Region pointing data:

- - -

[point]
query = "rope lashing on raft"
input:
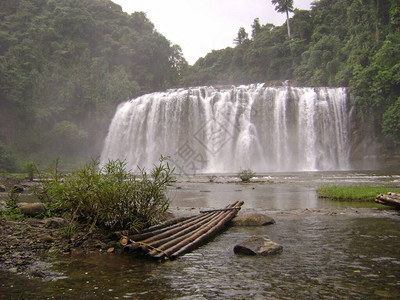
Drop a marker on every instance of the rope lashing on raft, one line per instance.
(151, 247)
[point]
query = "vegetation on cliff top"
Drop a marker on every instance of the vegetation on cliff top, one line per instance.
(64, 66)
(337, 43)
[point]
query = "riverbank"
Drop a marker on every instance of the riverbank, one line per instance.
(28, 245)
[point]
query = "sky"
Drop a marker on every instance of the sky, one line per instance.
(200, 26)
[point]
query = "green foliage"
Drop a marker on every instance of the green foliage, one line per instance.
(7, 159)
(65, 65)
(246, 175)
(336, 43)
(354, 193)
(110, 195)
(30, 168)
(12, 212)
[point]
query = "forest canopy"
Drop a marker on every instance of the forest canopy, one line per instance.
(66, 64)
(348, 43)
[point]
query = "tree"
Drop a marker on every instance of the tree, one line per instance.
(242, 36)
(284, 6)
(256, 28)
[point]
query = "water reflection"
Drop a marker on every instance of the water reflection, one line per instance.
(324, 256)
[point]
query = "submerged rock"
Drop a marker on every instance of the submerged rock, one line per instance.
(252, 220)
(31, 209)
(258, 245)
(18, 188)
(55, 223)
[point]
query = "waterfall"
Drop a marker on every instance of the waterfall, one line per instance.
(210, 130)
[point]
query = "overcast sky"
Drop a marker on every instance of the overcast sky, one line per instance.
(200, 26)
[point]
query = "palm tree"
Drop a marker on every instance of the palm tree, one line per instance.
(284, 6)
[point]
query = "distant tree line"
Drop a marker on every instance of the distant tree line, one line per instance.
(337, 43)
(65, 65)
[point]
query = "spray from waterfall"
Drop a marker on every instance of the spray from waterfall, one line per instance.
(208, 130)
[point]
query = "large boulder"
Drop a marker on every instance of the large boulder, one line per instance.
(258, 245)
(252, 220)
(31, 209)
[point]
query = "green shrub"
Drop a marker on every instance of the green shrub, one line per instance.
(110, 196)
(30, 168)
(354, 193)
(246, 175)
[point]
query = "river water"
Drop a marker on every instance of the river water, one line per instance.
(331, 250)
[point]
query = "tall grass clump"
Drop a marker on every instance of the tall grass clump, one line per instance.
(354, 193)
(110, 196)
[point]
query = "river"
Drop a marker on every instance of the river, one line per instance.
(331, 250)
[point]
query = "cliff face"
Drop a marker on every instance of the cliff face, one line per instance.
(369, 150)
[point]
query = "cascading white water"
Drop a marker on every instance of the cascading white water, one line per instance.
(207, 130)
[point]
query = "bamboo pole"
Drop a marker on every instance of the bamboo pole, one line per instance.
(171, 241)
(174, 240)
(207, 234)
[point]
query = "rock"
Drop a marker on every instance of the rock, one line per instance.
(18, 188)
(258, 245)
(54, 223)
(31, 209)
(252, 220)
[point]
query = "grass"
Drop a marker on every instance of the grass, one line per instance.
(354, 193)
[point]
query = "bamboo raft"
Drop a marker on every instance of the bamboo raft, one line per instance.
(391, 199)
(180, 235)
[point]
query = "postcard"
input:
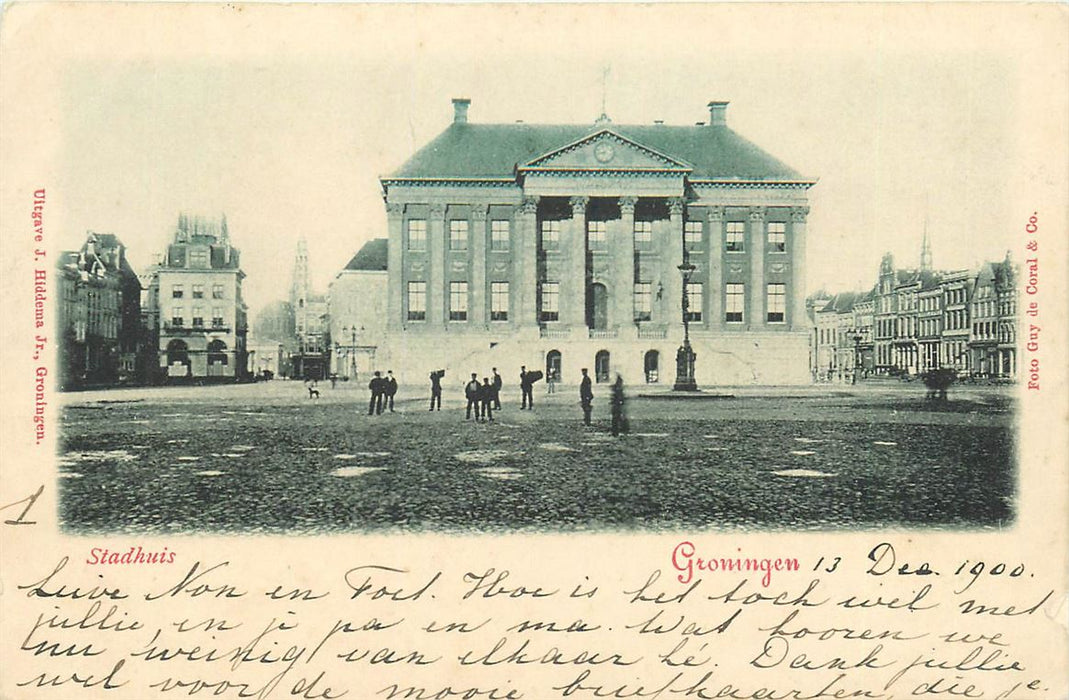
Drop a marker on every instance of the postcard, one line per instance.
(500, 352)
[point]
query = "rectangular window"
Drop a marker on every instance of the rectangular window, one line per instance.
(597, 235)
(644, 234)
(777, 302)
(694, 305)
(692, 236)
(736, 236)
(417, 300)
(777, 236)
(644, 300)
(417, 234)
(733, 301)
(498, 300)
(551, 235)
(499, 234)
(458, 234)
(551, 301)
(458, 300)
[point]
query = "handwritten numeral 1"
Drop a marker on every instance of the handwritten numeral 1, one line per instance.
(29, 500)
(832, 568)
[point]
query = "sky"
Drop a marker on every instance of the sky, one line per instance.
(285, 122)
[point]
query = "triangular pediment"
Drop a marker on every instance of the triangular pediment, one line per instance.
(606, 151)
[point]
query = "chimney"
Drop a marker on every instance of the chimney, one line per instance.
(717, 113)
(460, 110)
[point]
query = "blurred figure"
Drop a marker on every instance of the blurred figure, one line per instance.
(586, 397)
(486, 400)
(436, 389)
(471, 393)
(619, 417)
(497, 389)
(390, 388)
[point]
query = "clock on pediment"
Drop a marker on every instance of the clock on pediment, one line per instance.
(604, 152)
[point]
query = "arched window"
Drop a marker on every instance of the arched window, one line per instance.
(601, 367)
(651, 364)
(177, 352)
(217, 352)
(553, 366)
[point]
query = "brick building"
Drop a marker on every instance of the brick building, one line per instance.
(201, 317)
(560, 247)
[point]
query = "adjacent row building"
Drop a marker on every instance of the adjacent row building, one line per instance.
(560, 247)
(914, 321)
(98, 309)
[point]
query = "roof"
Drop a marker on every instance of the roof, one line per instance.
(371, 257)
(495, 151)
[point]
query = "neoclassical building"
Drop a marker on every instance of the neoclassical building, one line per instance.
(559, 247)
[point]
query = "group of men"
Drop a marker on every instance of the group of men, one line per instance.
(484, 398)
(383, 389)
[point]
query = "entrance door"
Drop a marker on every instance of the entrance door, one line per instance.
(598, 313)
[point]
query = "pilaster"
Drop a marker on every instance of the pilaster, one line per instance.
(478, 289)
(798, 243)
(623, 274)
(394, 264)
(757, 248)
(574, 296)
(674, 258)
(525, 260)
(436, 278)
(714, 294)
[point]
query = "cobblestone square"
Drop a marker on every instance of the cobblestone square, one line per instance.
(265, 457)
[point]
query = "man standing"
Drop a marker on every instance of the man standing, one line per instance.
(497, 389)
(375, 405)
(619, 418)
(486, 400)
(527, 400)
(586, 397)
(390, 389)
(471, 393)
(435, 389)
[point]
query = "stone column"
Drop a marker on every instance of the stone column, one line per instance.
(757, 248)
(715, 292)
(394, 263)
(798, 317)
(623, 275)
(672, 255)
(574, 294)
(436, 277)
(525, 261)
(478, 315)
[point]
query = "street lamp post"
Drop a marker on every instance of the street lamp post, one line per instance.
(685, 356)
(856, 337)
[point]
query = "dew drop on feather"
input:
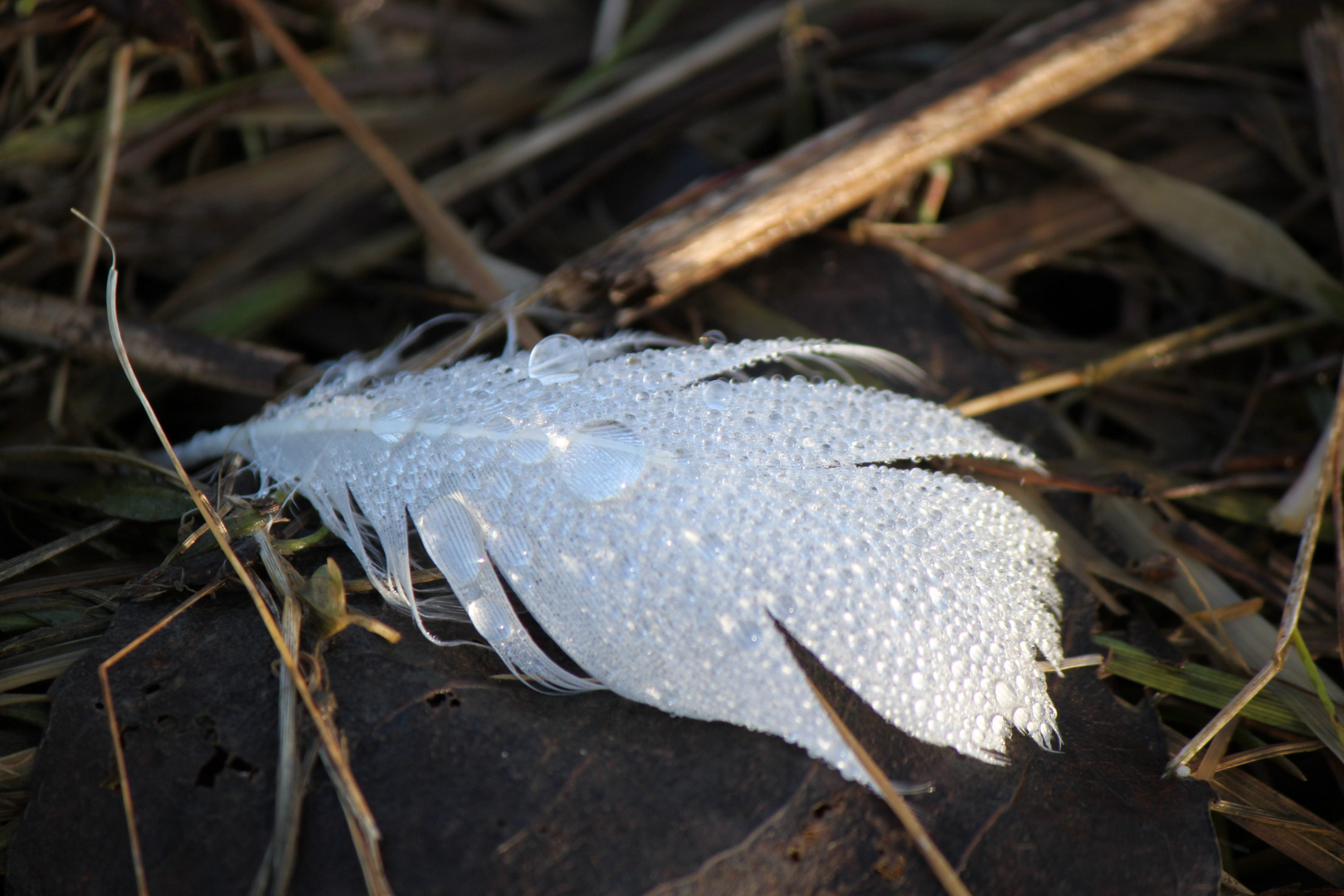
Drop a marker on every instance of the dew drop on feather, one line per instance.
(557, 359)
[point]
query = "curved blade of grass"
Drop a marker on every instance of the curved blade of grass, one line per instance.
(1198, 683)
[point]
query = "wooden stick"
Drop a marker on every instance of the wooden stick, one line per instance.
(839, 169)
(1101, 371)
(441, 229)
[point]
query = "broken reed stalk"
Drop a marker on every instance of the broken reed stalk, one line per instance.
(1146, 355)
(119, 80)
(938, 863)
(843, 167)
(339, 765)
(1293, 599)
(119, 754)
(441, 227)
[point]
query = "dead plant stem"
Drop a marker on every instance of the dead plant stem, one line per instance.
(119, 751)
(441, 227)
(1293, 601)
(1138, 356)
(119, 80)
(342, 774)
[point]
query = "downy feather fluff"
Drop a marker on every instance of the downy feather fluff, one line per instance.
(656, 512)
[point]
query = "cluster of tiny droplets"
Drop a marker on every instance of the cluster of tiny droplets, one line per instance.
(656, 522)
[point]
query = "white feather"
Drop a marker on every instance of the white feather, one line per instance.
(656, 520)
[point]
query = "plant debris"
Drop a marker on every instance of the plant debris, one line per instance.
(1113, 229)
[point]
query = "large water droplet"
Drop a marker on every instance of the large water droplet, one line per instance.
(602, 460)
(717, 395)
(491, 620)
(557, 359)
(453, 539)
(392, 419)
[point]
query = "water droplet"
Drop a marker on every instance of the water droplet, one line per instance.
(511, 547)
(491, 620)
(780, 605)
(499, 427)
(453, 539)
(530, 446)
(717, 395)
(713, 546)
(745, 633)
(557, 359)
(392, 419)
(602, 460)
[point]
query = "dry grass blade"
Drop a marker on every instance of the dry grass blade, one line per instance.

- - -

_Task instructions_
With the pictures removed, copy the data above word for word.

_Task answer_
[point]
query = "rope lashing on raft"
input:
Drop a marker on every instance of the rope lashing on raft, one line per instance.
(151, 247)
[point]
query = "vegetation on cliff top"
Drop a marker on every instance of the vegetation on cliff top, one line per instance.
(64, 66)
(337, 43)
[point]
query = "riverbank"
Drop a marker on every instance of the riverbank, one line per instance.
(28, 245)
[point]
query = "sky"
Drop a marker on every instance of the sky, one line per instance.
(200, 26)
[point]
query = "green foliage"
Drop a marker on every instance of the green foliage, one line per instance.
(7, 159)
(65, 65)
(246, 175)
(336, 43)
(354, 193)
(110, 195)
(30, 168)
(12, 212)
[point]
query = "forest canopy"
Drop a marker on every instance of the forest canopy, one line per instance.
(66, 64)
(348, 43)
[point]
query = "tree"
Drop a marker on every instance of the tree, one line per instance.
(242, 36)
(284, 6)
(256, 28)
[point]
query = "water reflection"
Drop a marker on every instance of the water reflection, one line per instance.
(324, 256)
[point]
query = "submerged rock"
Drop a marker on every instance of the submerged rock, one line per instance.
(252, 220)
(31, 209)
(258, 245)
(18, 188)
(55, 223)
[point]
query = "waterfall"
Drop a marker on every instance of the waterfall, one line per instance.
(210, 130)
[point]
query = "overcast sky"
Drop a marker on every instance of the overcast sky, one line per instance.
(200, 26)
[point]
query = "palm tree"
Drop a marker on every instance of the palm tree, one line per instance.
(284, 6)
[point]
query = "distant tree line"
Drop a marker on every instance of the distant tree line, one line per instance.
(337, 43)
(65, 65)
[point]
query = "spray from waterfall"
Drop a marker on every instance of the spray from waterfall, one line per instance.
(208, 130)
[point]
query = "large boulder"
Drop a marker on every instance of the large boulder, one line per instance.
(258, 245)
(252, 220)
(31, 209)
[point]
query = "green shrub"
Drop a marker on every instance of the green shrub, one line per instance.
(110, 196)
(30, 168)
(354, 193)
(246, 175)
[point]
query = "river water"
Drop a marker on every instance of the river water, one line per instance.
(331, 250)
[point]
query = "tall grass clump"
Drop a marker on every instance of the tall grass clump, one line per instance.
(354, 193)
(110, 196)
[point]
query = "river"
Drop a marker on every instance of the river, one line per instance.
(331, 250)
[point]
query = "cliff face"
Drop a marker on every instance of the cliff face, one line per instance.
(369, 150)
[point]
query = "cascading white water"
Drop a marker on every instance of the cascading white water, one line per instance.
(207, 130)
[point]
query = "bamboo pole"
Drop a marker on every instance of the bamboo pole, one line per instance.
(171, 241)
(174, 240)
(207, 234)
[point]
query = "rock"
Drop a marker on every instance of the rock, one line per instance.
(18, 188)
(258, 245)
(54, 223)
(31, 209)
(252, 220)
[point]
query = "grass"
Drop a marker on every instance of the grass, one line per instance.
(354, 193)
[point]
query = "bamboo raft"
Drop a marker on every instance of the bamboo raft, one line per instance.
(391, 199)
(180, 235)
[point]
query = "postcard"
input:
Drop a marker on every instance of the postcard, one line per instance.
(500, 352)
[point]
query = "rectangular window"
Drop a marker on every instance of the rectangular window, one line per instance.
(597, 235)
(644, 234)
(777, 302)
(694, 305)
(692, 236)
(736, 236)
(417, 300)
(777, 236)
(644, 300)
(417, 234)
(733, 301)
(498, 300)
(551, 235)
(499, 234)
(458, 234)
(551, 301)
(458, 300)
[point]
query = "handwritten numeral 1"
Drop a marker on every instance of the handwritten numeral 1, one line per instance.
(29, 500)
(832, 568)
[point]
query = "sky"
Drop a marker on every instance of the sky, one line per instance.
(285, 122)
[point]
query = "triangular pediment"
Drop a marker on every instance of the triangular pediment, one line per instance.
(606, 151)
[point]
query = "chimney"
Drop a marker on every instance of the chimney, one line per instance.
(717, 113)
(460, 110)
[point]
query = "blurred figure"
Drop a marker on every instance of the blurred figure, one line per instance.
(586, 397)
(486, 400)
(436, 389)
(471, 393)
(619, 417)
(497, 389)
(390, 388)
[point]
query = "clock on pediment"
Drop a marker on every instance of the clock on pediment, one line per instance.
(604, 152)
[point]
query = "arched window"
Drop a marker on every instance of the arched window, one line per instance.
(601, 367)
(651, 364)
(177, 352)
(217, 352)
(553, 366)
[point]
query = "brick building"
Drop a marker on every instance of the brick building, one line per instance.
(201, 317)
(560, 247)
[point]
query = "adjacent row building"
Drop a marker on every instance of the adjacent row building, one line per instance.
(560, 247)
(914, 321)
(98, 309)
[point]
query = "roof"
Drop a marker on every instance of the roof, one line per instance.
(371, 257)
(495, 151)
[point]
query = "neoclassical building"
Drop a marker on every instance of the neoclassical building, one line per instance.
(559, 247)
[point]
query = "group of men"
Drop a marker on every instance of the group of men, one line per instance.
(484, 398)
(383, 389)
[point]
query = "entrance door"
Drop a marker on every instance of the entrance door, one line per instance.
(598, 313)
[point]
query = "pilaster"
Drop a marker on every instance of the pilaster, one line per instance.
(478, 289)
(798, 243)
(623, 274)
(394, 264)
(757, 248)
(574, 296)
(674, 258)
(525, 260)
(436, 278)
(714, 294)
[point]
query = "cobblestone square"
Drop a marker on every instance of the cobblestone square, one line per instance.
(265, 457)
[point]
query = "man standing"
Drop a marker on every instance of the man standing, one line per instance.
(497, 389)
(375, 405)
(619, 418)
(486, 400)
(527, 400)
(586, 397)
(390, 389)
(471, 393)
(435, 389)
[point]
query = "stone column"
Drop a marker on every instance of the stone column, one line per instance.
(757, 248)
(715, 292)
(394, 263)
(798, 317)
(623, 275)
(672, 255)
(574, 294)
(436, 277)
(525, 261)
(478, 315)
[point]
query = "street lamp post"
Drop a marker on every instance of the street lamp post, one line per instance.
(685, 356)
(856, 337)
[point]
query = "dew drop on feather"
input:
Drop a marker on every instance of the dew drop on feather, one line per instance.
(557, 359)
[point]
query = "curved blade of grass"
Drop a marker on every instance of the curved blade of grass, one line per instance.
(1198, 683)
[point]
query = "wooden stick"
Drop a marker on every instance of the wooden stick, one line per instance.
(839, 169)
(1101, 371)
(441, 229)
[point]
query = "broken reed stalk"
Drop a marker on every instance of the broken reed stalk, one line per instance.
(1146, 355)
(119, 80)
(938, 863)
(843, 167)
(339, 765)
(1293, 599)
(119, 754)
(441, 227)
[point]
query = "dead plant stem"
Drop a marker on every instance of the dead plant stem, one line per instance.
(119, 751)
(441, 227)
(1293, 601)
(1138, 356)
(119, 80)
(342, 774)
[point]
query = "downy feather fluff"
Drop a marker on every instance of the downy feather fluff, one line per instance.
(656, 512)
[point]
query = "cluster of tiny droplets"
Drop a marker on every instance of the cluster of tiny droplets, one line per instance.
(656, 522)
[point]
query = "white feather"
Drop a marker on every instance of the white feather, one line per instance.
(656, 520)
[point]
query = "plant debris"
Drop a marker on every instance of the plant debris, one line per instance.
(1113, 229)
[point]
query = "large water droplet"
Drop a marker on every instance of the large water droplet, one line per instance.
(602, 460)
(717, 395)
(491, 620)
(557, 359)
(453, 539)
(392, 419)
[point]
query = "water droplet"
Drop a marker on every instance of the water droplet, one line per instance.
(511, 547)
(491, 620)
(780, 605)
(499, 427)
(453, 539)
(530, 446)
(717, 395)
(713, 546)
(745, 633)
(557, 359)
(392, 419)
(602, 460)
[point]
query = "dry grass blade"
Drop a marker on every instance of the dry grass blade, one line per instance.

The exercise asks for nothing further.